- [WHAT TO PRODUCE] Decide whether each statement below agrees with the forum thread on divorce, answering yes or no and quoting the words from the thread that settle it. 1. One poster says the person who files for divorce is in a position of offense rather than defense. 2. One poster says divorce should be the first step. 3. One poster says all marriage counselors practice from the same perspective.

- [QUOTED PASSAGE]

>> begin

That is possible depending.
 

clri000

Member
My marriage went the same way when my son became an addict and a criminal and my ex enabled him.

My advice: YOU file for divorce. Get a jump on her and get out. Take whatever lumps come your way. You'll survive and recover. I did.

Otherwise nothing changes and you'll sink further and further into the morass of despair.
What would be the benefit of ME filing for divorce?
 

not2cleverRed

Obvious Observer
What would be the benefit of ME filing for divorce?
The person who files gets to be in the position of offense, not defense.

You get to draw the first line in the sand, rather than just reacting.

Put another way: she gets to make idle threats every time that you complaint ("I'll take to the cleaners in a divorce.") And the longer you put up with it, the more valid the argument that you are giving (tacit) approval.

Call. Her. Bluff. Life is too short. Half of what you have now is better than half of whatever is left 5 years from now as she finds new ways of dissipating more assets or adding more marital debt.
 
S

slac.in.the.box

Guest
One of your rights, is the right to try and salvage your marriage. Twenty years is a lot of shared history and companioinship to throw away in a big angry divorce after which there is no going back.

There are marriage counselors, and they're not all alike, practicing from diverse perspectives and paradigms. Lots of married people have natural resentments and angers that fester over time until they are in the open and dealt with, which can be challenging because of the short fuses to the sore spots. Over the past century of marriage counseling, many techniques for coping have been developed, which is why there's so many perspectives and practices, from PhD's to alternative counselors; so there's not a one solution fits all, and there might not be a solution at all; however, you can't find out without trying. There could be a chance that one of the perspectives would resonate well with you, her, or both of you, and empower you to overcome differences that you thought were irreconcilable. I don't believe divorce should be the first step, if there's been something during those 20 years worth saving. Even her brutal street junkie son could be salvageable if you give him purpose, rehab, and hope. Perhaps you both have already been through that and it didn't work. But if you haven't, it's something to consider.

>> end

Point labeling items:
>> begin

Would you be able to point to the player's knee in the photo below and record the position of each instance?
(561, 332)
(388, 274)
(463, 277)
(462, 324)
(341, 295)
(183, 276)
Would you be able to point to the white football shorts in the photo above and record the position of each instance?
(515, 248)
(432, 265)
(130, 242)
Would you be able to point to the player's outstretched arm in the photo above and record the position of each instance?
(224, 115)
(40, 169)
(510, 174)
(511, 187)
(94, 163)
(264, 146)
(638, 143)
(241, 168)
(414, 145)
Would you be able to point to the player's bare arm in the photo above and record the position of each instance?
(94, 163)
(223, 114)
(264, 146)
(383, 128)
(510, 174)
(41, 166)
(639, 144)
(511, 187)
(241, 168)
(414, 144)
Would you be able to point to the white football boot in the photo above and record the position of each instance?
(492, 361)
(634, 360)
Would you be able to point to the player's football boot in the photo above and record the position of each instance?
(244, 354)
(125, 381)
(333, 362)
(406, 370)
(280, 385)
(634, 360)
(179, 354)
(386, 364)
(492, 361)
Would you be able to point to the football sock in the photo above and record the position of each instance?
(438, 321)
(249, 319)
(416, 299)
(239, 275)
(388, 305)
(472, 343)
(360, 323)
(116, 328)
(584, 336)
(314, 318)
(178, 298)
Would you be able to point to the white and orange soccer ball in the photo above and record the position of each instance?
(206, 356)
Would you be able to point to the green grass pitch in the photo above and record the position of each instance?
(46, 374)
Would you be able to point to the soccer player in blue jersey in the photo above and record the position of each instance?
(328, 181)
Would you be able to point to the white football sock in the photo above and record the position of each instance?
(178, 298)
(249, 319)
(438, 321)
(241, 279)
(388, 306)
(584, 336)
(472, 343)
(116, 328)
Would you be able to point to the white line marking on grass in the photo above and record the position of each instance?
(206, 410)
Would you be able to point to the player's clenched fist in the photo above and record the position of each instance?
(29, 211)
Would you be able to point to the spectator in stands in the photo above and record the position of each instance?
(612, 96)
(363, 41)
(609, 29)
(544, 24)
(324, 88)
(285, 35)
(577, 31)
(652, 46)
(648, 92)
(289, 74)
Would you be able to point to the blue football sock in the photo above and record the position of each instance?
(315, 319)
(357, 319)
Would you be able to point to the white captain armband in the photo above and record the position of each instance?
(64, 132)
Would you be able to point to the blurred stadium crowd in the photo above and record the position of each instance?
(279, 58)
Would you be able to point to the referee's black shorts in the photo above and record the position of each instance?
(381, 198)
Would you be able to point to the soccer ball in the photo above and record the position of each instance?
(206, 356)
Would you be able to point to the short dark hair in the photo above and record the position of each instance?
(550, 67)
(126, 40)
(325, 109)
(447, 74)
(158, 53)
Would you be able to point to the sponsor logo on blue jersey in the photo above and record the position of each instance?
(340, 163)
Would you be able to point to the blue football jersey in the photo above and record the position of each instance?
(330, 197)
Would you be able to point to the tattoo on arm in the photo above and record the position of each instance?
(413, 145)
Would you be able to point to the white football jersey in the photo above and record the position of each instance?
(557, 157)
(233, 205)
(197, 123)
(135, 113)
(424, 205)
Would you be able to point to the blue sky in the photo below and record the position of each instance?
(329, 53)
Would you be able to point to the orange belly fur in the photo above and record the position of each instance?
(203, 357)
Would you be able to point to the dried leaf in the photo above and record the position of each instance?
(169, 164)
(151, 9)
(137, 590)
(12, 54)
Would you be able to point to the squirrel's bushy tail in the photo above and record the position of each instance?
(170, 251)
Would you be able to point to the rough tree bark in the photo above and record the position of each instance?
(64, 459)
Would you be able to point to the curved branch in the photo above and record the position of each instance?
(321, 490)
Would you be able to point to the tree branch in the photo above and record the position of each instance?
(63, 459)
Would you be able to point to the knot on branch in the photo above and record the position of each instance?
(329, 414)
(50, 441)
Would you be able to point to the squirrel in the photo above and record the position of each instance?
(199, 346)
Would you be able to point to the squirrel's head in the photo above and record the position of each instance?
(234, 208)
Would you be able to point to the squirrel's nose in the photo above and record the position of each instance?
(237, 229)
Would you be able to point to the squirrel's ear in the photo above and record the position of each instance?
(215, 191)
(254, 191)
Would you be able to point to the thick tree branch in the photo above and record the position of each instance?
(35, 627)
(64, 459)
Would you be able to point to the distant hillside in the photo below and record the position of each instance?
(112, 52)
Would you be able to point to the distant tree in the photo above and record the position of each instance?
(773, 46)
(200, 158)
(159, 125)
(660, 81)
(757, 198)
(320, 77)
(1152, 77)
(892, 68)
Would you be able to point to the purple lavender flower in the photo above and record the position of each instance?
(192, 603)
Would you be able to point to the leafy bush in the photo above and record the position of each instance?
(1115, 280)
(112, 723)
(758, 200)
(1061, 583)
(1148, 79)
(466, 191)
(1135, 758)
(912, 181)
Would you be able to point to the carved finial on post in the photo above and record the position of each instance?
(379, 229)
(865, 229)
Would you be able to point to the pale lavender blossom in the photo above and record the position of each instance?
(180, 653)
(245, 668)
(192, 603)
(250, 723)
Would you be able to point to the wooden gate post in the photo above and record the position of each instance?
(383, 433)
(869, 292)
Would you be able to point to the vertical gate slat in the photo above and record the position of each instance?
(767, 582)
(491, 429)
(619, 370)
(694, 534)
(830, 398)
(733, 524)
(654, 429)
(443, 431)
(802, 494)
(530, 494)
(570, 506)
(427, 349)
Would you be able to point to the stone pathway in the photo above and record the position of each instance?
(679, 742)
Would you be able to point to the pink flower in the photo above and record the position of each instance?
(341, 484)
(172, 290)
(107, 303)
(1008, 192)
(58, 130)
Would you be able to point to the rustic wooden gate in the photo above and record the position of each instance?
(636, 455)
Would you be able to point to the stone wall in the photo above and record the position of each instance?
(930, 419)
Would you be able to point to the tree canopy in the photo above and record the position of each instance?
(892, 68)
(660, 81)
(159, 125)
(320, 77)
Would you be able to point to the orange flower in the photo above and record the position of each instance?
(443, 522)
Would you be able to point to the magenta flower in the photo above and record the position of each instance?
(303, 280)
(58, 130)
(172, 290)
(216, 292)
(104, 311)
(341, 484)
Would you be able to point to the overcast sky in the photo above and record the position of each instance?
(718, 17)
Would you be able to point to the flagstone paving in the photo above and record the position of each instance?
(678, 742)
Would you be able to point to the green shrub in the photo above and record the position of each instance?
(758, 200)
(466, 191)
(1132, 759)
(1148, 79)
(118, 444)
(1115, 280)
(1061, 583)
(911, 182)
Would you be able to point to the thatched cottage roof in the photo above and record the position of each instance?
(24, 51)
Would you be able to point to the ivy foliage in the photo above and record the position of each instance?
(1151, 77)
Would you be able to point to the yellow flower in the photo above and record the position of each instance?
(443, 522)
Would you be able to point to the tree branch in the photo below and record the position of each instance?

>> end

- [ANSWER TO THE PROBLEM]
1. Yes: "The person who files gets to be in the position of offense, not defense."
2. No: "I don't believe divorce should be the first step, if there's been something during those 20 years worth saving."
3. No: "they're not all alike, practicing from diverse perspectives and paradigms."